━━━ Records for the task

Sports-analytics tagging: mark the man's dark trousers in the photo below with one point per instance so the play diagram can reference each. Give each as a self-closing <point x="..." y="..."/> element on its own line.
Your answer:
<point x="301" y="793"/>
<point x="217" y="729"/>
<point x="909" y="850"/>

━━━━━━

- Problem description
Reproduce every record, making sure each one stays exactly the same.

- Result for this task
Sports-analytics tagging: mark the man's dark trousers in the photo below with one point per instance so the play diagram can reference each. Give each as a self-closing <point x="..." y="..."/> element on its own line.
Your answer:
<point x="301" y="793"/>
<point x="217" y="729"/>
<point x="909" y="850"/>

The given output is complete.